Das Auftreten eines Feindes gegenüber einer Gemeinschaft stellt einen Angriff von außen auf die bisherige Ordnung dar, auf das Koordinatensystem dessen, was als gut anerkannt wird, und in das der Feind in der Position des Bösen integriert werden muss. Das Feindbild tritt nun in eine Wechselwirkung mit dem Weltbild und vor allem dem Geschichtsbild, der Vorstellung vom zeitlichen Ablauf der Dinge. Besonders interessant wird die Betrachtung des Zusammenhangs zwischen Feind- und Geschichtsbild, wenn ein Geschichtsbild, welches ausgehend von einem gesetzmäßigen bzw. durch einen personalen Gott gelenkten Ablauf der Geschehnisse teleologisch, d.h. auf das Gute hin zielgerichtet, gedeutet wird, mit der Realitätserfahrung des Siegs des Feindes konfrontiert wird.

Wie wird das Feindbild konstruiert, um es mit dem vorherrschenden Geschichtsbild kompatibel zu machen, und welche Funktionen übernimmt es? Macht ein Feindbild Modifikationen des Geschichtsbildes notwendig?

● ● ●

_Aufgabe 1_
Schreib den Abschnitt der Liste von der Zeile mit „Task — for every instance of the bare“ bis zum Ende der Liste Wort für Wort ab, beide Enden eingeschlossen.
Der Text und die Liste haben nichts miteinander zu tun.

Gespeicherte Daten

● ● ●

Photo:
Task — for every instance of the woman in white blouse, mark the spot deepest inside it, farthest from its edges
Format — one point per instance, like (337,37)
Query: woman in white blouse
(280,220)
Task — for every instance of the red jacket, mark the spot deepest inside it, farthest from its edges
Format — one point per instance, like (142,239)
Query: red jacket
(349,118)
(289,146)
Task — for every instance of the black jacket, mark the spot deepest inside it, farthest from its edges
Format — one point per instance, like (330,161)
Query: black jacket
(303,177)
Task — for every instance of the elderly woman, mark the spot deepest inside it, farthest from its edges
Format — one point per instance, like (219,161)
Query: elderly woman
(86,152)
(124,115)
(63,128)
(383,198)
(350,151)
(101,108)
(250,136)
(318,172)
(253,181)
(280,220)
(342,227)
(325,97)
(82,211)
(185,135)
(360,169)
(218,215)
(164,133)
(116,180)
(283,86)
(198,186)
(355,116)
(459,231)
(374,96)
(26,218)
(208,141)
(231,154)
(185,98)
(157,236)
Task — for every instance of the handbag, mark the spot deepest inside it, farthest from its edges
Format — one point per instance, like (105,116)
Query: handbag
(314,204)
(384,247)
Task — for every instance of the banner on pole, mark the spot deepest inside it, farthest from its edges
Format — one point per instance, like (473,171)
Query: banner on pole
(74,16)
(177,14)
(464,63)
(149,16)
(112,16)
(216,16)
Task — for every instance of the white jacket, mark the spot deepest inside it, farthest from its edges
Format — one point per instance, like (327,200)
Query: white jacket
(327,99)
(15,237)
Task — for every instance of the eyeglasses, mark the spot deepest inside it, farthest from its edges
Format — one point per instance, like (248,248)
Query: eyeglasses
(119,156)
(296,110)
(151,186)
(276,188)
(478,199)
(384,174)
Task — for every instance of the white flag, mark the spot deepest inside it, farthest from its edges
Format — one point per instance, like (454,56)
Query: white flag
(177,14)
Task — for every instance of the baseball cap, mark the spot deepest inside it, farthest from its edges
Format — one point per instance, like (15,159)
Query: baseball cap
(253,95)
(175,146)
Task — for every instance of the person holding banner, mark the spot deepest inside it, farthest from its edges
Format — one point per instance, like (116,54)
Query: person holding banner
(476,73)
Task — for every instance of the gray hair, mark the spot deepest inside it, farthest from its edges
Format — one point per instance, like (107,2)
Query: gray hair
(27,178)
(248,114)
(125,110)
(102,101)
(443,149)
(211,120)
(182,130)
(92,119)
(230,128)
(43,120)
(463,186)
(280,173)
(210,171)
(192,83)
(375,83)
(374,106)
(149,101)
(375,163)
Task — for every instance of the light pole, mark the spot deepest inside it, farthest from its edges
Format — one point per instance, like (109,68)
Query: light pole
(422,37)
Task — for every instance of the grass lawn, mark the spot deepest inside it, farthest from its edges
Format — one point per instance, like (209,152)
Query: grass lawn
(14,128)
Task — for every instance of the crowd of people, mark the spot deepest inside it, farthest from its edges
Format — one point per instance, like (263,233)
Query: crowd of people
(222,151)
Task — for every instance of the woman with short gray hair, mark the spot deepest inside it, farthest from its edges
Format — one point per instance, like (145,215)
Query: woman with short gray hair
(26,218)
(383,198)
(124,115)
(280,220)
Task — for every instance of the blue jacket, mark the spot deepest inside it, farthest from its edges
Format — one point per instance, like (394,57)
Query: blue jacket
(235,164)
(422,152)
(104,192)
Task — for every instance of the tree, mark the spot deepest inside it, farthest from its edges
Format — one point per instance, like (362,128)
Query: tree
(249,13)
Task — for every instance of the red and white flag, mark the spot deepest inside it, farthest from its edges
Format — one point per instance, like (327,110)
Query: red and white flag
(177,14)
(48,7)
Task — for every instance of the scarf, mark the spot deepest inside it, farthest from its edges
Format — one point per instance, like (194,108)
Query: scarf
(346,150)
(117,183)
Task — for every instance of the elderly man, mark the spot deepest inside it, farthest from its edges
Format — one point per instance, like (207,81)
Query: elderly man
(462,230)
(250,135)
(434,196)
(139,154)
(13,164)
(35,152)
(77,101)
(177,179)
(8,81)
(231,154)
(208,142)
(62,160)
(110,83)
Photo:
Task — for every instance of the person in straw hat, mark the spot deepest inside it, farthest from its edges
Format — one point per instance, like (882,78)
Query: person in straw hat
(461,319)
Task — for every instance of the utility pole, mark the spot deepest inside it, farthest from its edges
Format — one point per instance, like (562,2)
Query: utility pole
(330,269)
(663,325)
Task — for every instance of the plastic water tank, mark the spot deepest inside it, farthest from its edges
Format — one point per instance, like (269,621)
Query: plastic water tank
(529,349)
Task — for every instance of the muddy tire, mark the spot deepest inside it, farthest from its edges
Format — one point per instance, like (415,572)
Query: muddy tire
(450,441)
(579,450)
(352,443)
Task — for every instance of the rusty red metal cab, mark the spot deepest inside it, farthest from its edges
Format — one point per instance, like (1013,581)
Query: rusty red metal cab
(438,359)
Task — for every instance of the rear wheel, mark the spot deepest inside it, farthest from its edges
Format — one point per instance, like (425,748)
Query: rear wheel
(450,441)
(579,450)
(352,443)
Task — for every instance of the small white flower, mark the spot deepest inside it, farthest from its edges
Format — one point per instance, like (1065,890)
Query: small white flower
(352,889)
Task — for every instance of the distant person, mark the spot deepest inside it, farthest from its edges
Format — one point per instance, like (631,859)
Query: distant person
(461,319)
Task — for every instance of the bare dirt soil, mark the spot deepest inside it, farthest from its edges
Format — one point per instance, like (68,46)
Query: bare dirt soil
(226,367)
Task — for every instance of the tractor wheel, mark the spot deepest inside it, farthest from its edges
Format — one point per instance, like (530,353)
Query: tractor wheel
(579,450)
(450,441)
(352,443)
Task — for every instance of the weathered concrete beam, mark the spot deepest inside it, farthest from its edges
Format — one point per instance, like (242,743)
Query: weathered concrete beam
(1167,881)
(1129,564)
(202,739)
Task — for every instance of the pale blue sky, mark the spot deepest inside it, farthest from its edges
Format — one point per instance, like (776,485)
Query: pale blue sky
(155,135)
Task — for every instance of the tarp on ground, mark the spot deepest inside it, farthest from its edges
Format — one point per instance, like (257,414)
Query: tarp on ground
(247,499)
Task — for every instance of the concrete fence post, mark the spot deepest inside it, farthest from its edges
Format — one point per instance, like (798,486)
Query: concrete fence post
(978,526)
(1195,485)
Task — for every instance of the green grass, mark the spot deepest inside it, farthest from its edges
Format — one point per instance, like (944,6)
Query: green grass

● ● ●

_Aufgabe 2_
Wie erklärt der Text über Feindbild und Geschichtsbild den Begriff Geschichtsbild?

_Ergebnis 1_
Task — for every instance of the bare dirt soil, mark the spot deepest inside it, farthest from its edges
Format — one point per instance, like (68,46)
Query: bare dirt soil
(226,367)
Task — for every instance of the tractor wheel, mark the spot deepest inside it, farthest from its edges
Format — one point per instance, like (530,353)
Query: tractor wheel
(579,450)
(450,441)
(352,443)
Task — for every instance of the weathered concrete beam, mark the spot deepest inside it, farthest from its edges
Format — one point per instance, like (242,743)
Query: weathered concrete beam
(1167,881)
(1129,564)
(202,739)
Task — for every instance of the pale blue sky, mark the spot deepest inside it, farthest from its edges
Format — one point per instance, like (776,485)
Query: pale blue sky
(155,135)
Task — for every instance of the tarp on ground, mark the spot deepest inside it, farthest from its edges
Format — one point per instance, like (257,414)
Query: tarp on ground
(247,499)
Task — for every instance of the concrete fence post, mark the spot deepest inside it, farthest from its edges
Format — one point per instance, like (798,486)
Query: concrete fence post
(978,526)
(1195,485)
Task — for every instance of the green grass, mark the spot deepest inside it, farthest from its edges
Format — one point per instance, like (944,6)
Query: green grass

_Ergebnis 2_
Als die Vorstellung vom zeitlichen Ablauf der Dinge.